:: INFORMATION SUPPLIED
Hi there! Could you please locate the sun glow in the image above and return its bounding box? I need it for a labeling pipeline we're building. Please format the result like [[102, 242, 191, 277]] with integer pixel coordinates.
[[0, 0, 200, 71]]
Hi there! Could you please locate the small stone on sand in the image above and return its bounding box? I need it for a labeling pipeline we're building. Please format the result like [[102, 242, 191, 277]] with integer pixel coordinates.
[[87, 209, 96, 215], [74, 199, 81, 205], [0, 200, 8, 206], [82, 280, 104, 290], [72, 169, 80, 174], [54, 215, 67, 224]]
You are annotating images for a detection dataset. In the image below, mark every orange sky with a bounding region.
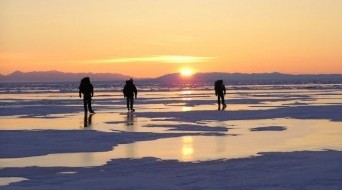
[0,0,342,77]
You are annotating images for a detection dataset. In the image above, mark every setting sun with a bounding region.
[180,68,194,77]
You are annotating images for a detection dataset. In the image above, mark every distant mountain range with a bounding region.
[0,71,342,84]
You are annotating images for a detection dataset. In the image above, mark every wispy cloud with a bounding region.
[83,55,216,63]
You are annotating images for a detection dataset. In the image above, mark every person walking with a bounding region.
[123,79,138,112]
[215,80,227,110]
[78,77,95,114]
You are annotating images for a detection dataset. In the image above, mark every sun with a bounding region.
[180,68,194,77]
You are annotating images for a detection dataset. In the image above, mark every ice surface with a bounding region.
[0,84,342,189]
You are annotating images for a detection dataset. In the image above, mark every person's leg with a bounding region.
[88,98,94,113]
[126,96,129,110]
[221,94,226,106]
[217,94,221,109]
[131,96,134,111]
[83,98,88,112]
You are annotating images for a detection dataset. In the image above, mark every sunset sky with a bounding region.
[0,0,342,77]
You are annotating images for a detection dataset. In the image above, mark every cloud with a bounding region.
[85,55,216,63]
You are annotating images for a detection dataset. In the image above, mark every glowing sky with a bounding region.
[0,0,342,77]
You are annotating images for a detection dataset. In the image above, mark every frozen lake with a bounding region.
[0,85,342,189]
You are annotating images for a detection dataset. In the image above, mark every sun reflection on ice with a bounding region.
[182,136,194,161]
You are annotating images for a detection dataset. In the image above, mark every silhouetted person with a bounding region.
[123,79,138,111]
[215,80,227,110]
[79,77,95,113]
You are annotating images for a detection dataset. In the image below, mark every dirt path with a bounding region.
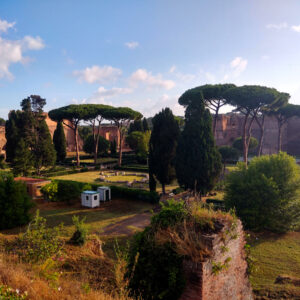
[101,213,151,235]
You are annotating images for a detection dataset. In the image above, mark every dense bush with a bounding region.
[127,200,236,300]
[70,216,88,246]
[0,175,33,229]
[127,200,185,300]
[41,181,58,202]
[5,211,64,263]
[225,153,300,232]
[0,284,28,300]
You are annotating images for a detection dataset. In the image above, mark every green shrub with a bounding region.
[224,152,300,232]
[0,175,33,229]
[41,181,58,202]
[70,216,88,246]
[0,284,28,300]
[5,211,64,263]
[57,180,84,202]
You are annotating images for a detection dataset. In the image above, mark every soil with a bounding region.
[102,213,151,235]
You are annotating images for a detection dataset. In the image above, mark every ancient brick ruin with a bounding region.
[0,113,300,155]
[180,221,253,300]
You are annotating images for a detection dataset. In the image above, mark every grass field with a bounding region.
[2,199,154,236]
[250,232,300,299]
[51,171,178,192]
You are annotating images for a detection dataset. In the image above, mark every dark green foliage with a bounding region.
[57,181,82,203]
[83,135,110,156]
[105,107,143,166]
[126,131,151,163]
[78,126,93,142]
[0,154,6,169]
[11,138,33,176]
[0,176,33,230]
[48,104,98,167]
[6,211,64,263]
[6,95,56,174]
[232,137,258,152]
[149,108,179,193]
[53,122,67,162]
[176,96,222,195]
[143,118,150,131]
[224,85,288,164]
[128,202,186,300]
[219,146,239,165]
[5,110,24,162]
[128,120,144,134]
[32,118,56,174]
[109,140,117,155]
[225,152,300,232]
[70,216,88,246]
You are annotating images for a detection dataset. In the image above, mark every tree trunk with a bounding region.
[278,123,282,153]
[213,103,220,139]
[161,183,166,195]
[242,113,249,166]
[118,128,123,167]
[74,124,80,167]
[256,115,265,156]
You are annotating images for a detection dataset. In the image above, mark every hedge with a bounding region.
[43,179,159,204]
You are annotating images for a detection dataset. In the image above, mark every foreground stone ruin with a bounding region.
[180,220,254,300]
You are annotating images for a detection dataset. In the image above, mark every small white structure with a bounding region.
[81,191,100,208]
[97,186,111,201]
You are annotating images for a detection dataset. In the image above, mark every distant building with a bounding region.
[15,177,51,199]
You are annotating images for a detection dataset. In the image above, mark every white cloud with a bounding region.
[125,42,139,50]
[230,56,248,77]
[0,36,43,80]
[129,69,175,90]
[95,86,133,99]
[23,35,45,50]
[266,22,288,30]
[291,25,300,32]
[0,19,16,32]
[73,65,122,84]
[0,19,45,80]
[169,65,176,73]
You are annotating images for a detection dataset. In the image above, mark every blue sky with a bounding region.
[0,0,300,118]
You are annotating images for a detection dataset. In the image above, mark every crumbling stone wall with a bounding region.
[180,221,253,300]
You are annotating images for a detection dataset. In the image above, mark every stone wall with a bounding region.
[216,114,300,155]
[180,221,253,300]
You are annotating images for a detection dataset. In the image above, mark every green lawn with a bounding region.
[250,232,300,299]
[2,199,154,236]
[51,171,178,192]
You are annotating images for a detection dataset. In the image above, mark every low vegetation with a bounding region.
[224,152,300,232]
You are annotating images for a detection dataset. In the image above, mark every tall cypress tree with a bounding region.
[11,138,33,176]
[143,118,149,131]
[53,122,67,162]
[149,108,179,194]
[33,117,56,174]
[176,96,222,196]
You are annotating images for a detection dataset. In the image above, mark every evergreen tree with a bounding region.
[12,138,32,176]
[143,118,150,131]
[5,110,20,162]
[128,120,144,134]
[109,140,117,155]
[149,108,179,194]
[176,101,222,196]
[33,118,56,174]
[53,122,67,162]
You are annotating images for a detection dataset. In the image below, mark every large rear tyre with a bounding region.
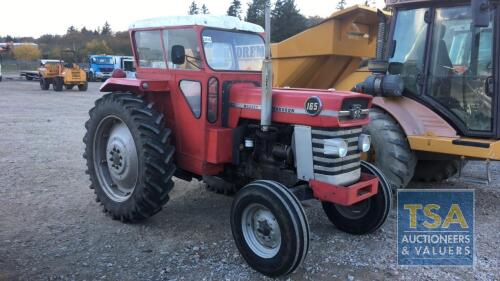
[231,180,309,277]
[413,159,460,182]
[83,93,175,221]
[322,161,392,234]
[364,108,417,189]
[52,77,64,92]
[40,78,50,91]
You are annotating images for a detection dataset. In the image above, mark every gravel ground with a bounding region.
[0,80,500,281]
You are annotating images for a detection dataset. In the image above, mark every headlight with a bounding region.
[323,139,347,158]
[358,134,372,152]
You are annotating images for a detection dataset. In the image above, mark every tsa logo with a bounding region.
[398,190,474,266]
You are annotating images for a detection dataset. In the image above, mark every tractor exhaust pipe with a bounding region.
[376,10,387,61]
[260,4,273,132]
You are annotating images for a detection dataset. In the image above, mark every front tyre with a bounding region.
[84,93,175,221]
[231,180,309,277]
[322,161,392,234]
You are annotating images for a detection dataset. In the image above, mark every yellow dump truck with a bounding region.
[272,0,500,188]
[39,51,88,92]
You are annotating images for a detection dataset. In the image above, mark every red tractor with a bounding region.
[84,10,392,276]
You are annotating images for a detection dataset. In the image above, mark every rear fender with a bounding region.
[100,78,170,94]
[373,97,457,138]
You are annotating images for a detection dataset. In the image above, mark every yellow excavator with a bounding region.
[272,0,500,188]
[38,50,88,92]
::::
AIM OF THE EXERCISE –
Reproduce every one of the records above word for word, leaving out the pictures.

FINISHED TASK –
Hi there! Could you please locate the sun glow in the image above and return its bounding box? I need it for a labeling pipeline we're building. Please format the result like [[102, 242, 191, 277]] with integer pixel coordinates.
[[0, 0, 200, 71]]
Hi there! Could you please locate the small stone on sand in the image above and return its bounding box? I need it for a labeling pipeline we're building. Please format the result like [[102, 242, 191, 277]] with integer pixel coordinates.
[[87, 209, 96, 215], [74, 199, 81, 205], [0, 200, 8, 206], [82, 280, 104, 290], [72, 169, 80, 174], [54, 215, 67, 224]]
You are annotating images for a detection dataset. In the image below, mark every orange sky with a bounding region.
[0,0,342,77]
You are annotating images for a detection dataset. In the image above, mark every setting sun with a bounding region.
[180,68,194,77]
You are annotating images for a detection dataset. In the image above, mark every distant mountain range with a bounding region.
[0,71,342,84]
You are annotating images for a detection dataset. In the image above, mark every wispy cloud with a bounding region.
[83,55,216,63]
You are annotating images for a detection dataset. In the image above, mark every person walking with a bounding region.
[123,79,138,112]
[215,80,227,110]
[78,77,95,114]
You are annotating images for a detection dataset. In the image above, mark every sun with a bounding region.
[180,68,194,77]
You are annotating images for a detection dataset. In the image above, mark every ice surface with a bounding region.
[0,84,342,189]
You are annotating images for a detection dataset. In the image above, mark every person's leg with a bounding region.
[88,98,94,113]
[126,96,129,110]
[221,94,226,106]
[217,94,221,109]
[131,96,134,111]
[83,98,88,112]
You are annotating images for a detection dataset. In the image above, mark every sunset sky with a bounding region.
[0,0,342,77]
You are annotating images for a detection dataset. In the image above, mark every cloud with a bounding region.
[85,55,216,63]
You are annotating images for a detection dataset. In the image above, mark every glowing sky with a bounding region.
[0,0,342,77]
You are annotating images for a detection dataset. In the image above, mark every frozen lake with a bounding region.
[0,85,342,189]
You are annotating images for a detection dataset. In the image above, mark every sun reflection on ice with a bounding region.
[182,136,194,161]
You are annotating images for a detection dataset. In the image above, mark every silhouetted person with a bounding region.
[123,79,138,111]
[215,80,227,110]
[79,77,95,113]
You are annotating images for a detection dataset. In the image below, mark every dirt path with a bounding region.
[101,213,151,235]
You are annotating images for a detection dataset. In the image above, mark every dense bush with a bounding region.
[127,200,236,300]
[70,216,88,246]
[0,175,33,229]
[127,200,185,300]
[41,181,58,202]
[5,211,64,263]
[225,153,300,232]
[0,284,28,300]
You are annotating images for a detection dataset. In the image above, mark every green shrub with a bounding region.
[224,152,300,232]
[0,175,33,229]
[41,181,58,202]
[70,216,88,246]
[0,284,28,300]
[5,211,64,263]
[57,180,84,202]
You are annotating images for a detection dataset. In the image above, mark every soil with a bounding region.
[102,213,151,235]
You are annotating images for a detection dataset. In the image above, mark every ancient brick ruin with a bounding region.
[0,113,300,155]
[180,221,253,300]
You are annotating images for a detection dataset. In the image above, mark every grass field with a bounding region.
[2,199,154,236]
[250,232,300,299]
[51,171,178,192]
You are annotating images for a detection dataset. In the image above, mark every dark green foliage with a bounding region.
[57,181,82,203]
[83,135,110,156]
[105,107,143,166]
[126,131,151,163]
[78,126,93,142]
[0,154,6,169]
[11,138,33,176]
[0,176,33,230]
[48,104,98,167]
[6,211,64,263]
[6,95,56,174]
[232,137,258,152]
[149,108,179,193]
[53,122,67,162]
[176,96,222,195]
[143,118,150,131]
[224,85,288,164]
[128,202,186,300]
[219,146,239,165]
[5,110,24,162]
[128,120,144,134]
[32,118,56,174]
[109,140,117,155]
[225,152,300,232]
[70,216,88,246]
You are annotating images for a detection dataset. In the image above, mark every tree trunk with a bounding region.
[278,123,282,153]
[213,103,220,139]
[161,183,166,195]
[242,113,249,166]
[118,128,123,167]
[74,124,80,167]
[256,115,265,156]
You are annotating images for a detection dataset. In the image above, mark every hedge with a bounding region.
[43,179,159,204]
You are annotating images for a detection dataset. In the image above, mark every foreground stone ruin with a bounding region.
[180,220,254,300]
You are annotating images for a detection dataset. In the image above, mark every small white structure with a bounding region.
[81,191,100,208]
[97,186,111,201]
You are annotating images for a detection dataset. In the image above, mark every distant building with a bounding region.
[15,177,51,199]
You are annotating images for a detection dataset. In the image above, mark every white cloud with a bounding region.
[125,42,139,50]
[230,56,248,77]
[0,36,43,80]
[129,69,175,90]
[95,86,133,99]
[23,35,45,50]
[266,22,288,30]
[291,25,300,32]
[0,19,16,32]
[73,65,122,84]
[0,19,45,80]
[169,65,176,73]
You are annotating images for a detection dataset. In the image above, mark every blue sky with a bounding region.
[0,0,300,118]
You are annotating images for a detection dataset. In the image above, mark every crumbling stone wall with a bounding region.
[180,221,253,300]
You are annotating images for a detection dataset. In the image above, mark every stone wall with a bounding region.
[216,114,300,155]
[180,221,253,300]
You are annotating images for a detection dataset. In the image above, mark every green lawn with a bounding region.
[250,232,300,299]
[2,199,154,236]
[51,171,178,192]
You are annotating images for a detection dataset. In the image above, mark every low vegetation with a bounding region.
[224,152,300,232]
You are annotating images for a detection dataset. In the image above, mark every tall cypress tree with a bounding region.
[11,138,33,176]
[143,118,149,131]
[53,122,67,162]
[149,108,179,194]
[33,117,56,174]
[176,96,222,196]
You are annotating images for a detection dataset. In the image above, mark every evergreen tree with a bounding region.
[12,138,32,176]
[143,118,150,131]
[5,110,20,162]
[128,120,144,134]
[109,140,117,155]
[149,108,179,194]
[176,101,222,196]
[33,118,56,174]
[53,122,67,162]
You are annotating images for a detection dataset. In the image below, mark every large rear tyre with a bounding region.
[231,180,309,277]
[413,159,460,182]
[83,93,175,221]
[322,161,392,234]
[364,108,417,189]
[52,77,64,92]
[40,78,50,91]
You are annotating images for a detection dataset. In the image above, mark every gravel ground with a bounding region.
[0,80,500,281]
You are annotating images for a detection dataset. In the image above, mark every headlight with a bounding region.
[323,139,347,158]
[358,134,372,152]
You are annotating images for a detection dataset. In the image above, mark every tsa logo with a bounding region.
[398,190,474,266]
You are annotating images for a detection dataset. In the image above, mark every tractor exhaust pipe with a bounding region.
[376,10,387,61]
[260,4,273,132]
You are annotating images for a detection dataset. In the image above, mark every front tyre with a bounding region.
[84,93,175,221]
[231,180,309,277]
[322,161,392,234]
You are annotating images for a detection dataset. In the image above, mark every yellow dump truck with a bounding region.
[272,0,500,188]
[39,51,88,92]
You are annotating images for a detection dataset. In the image above, mark every red tractor with a bounding region.
[84,10,392,276]
You are annotating images for a detection dataset. In the image above, mark every rear fender with a bounding region.
[100,78,170,94]
[373,97,457,138]
You are annotating images for a detection dataset. In the image above, mark every yellow excavator with a bounding region.
[272,0,500,188]
[38,50,88,92]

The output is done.